**Record excerpts**
• • •

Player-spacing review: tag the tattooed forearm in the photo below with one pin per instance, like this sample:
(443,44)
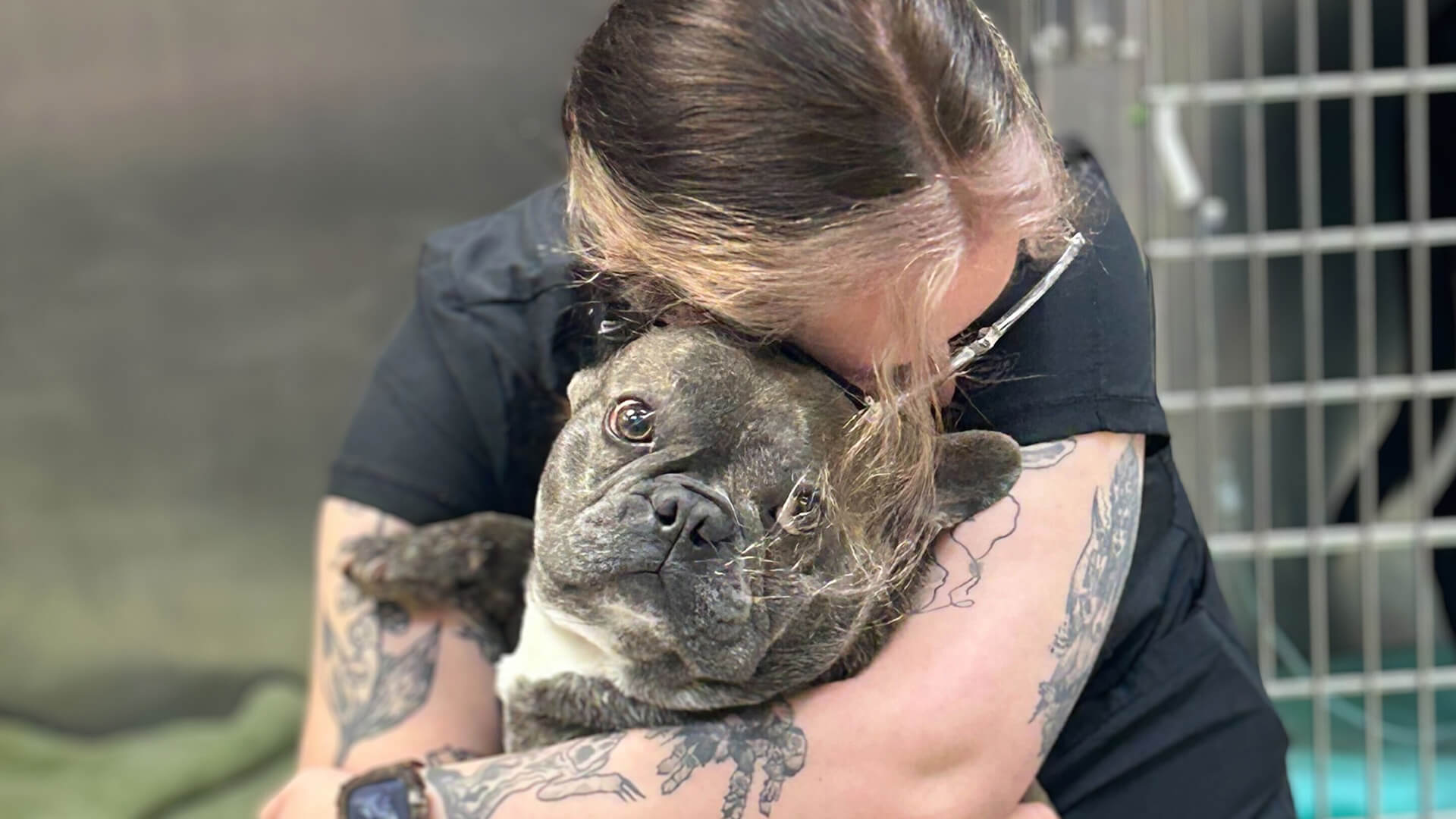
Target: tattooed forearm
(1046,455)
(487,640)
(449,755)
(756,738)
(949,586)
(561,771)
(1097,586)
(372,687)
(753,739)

• • •

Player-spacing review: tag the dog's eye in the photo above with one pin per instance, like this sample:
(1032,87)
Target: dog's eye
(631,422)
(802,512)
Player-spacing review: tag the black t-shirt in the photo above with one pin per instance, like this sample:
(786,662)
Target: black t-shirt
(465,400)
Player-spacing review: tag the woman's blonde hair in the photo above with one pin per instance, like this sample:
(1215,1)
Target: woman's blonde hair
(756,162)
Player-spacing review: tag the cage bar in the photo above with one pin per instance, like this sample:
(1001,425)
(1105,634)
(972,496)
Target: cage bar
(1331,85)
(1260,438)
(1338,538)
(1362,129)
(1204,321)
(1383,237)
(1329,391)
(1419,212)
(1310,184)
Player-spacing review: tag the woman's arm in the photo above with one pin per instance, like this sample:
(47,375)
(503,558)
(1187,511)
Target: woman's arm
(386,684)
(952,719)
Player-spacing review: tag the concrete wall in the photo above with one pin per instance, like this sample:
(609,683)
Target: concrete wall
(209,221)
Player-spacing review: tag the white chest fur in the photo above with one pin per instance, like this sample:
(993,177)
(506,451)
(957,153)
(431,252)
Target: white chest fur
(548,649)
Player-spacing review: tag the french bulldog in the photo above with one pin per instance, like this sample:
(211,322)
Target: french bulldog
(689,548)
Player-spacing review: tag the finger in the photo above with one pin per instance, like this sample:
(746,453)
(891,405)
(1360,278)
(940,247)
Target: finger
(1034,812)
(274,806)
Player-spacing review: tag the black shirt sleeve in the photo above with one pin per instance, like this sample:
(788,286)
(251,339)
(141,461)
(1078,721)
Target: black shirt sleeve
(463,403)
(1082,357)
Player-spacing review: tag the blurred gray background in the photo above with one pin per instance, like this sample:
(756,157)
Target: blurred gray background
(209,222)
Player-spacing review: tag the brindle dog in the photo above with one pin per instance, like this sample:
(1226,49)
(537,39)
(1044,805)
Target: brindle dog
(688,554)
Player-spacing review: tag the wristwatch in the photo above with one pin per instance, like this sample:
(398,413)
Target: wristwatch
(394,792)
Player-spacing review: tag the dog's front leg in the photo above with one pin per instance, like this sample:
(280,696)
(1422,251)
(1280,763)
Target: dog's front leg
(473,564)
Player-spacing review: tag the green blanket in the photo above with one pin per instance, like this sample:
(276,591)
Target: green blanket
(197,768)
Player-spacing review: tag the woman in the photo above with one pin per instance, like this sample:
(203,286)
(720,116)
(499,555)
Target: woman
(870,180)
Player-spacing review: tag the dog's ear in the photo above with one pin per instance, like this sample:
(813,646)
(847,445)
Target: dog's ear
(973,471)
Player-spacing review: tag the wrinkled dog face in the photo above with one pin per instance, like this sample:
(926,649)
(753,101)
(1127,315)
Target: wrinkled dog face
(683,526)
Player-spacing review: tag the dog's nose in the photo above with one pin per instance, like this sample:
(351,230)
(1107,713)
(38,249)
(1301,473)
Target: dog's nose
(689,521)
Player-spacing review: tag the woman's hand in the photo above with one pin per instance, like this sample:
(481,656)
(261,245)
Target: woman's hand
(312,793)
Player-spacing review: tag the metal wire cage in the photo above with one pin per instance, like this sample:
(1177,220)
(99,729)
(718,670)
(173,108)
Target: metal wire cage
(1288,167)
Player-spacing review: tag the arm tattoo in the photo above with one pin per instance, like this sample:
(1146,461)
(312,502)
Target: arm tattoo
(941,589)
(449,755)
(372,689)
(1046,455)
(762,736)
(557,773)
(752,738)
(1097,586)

• • •

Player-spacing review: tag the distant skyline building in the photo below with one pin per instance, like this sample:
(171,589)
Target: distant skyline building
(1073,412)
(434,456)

• • •

**Given task**
Show each line above that contains the word "black".

**Response to this task**
Player-spacing review: tag the black t-shirt in the photo above with one pin per instance, like this sample:
Target: black t-shirt
Player-spacing review: tag the black shirt sleeve in the photo above with one pin per instance, like this sample:
Target: black shirt sleeve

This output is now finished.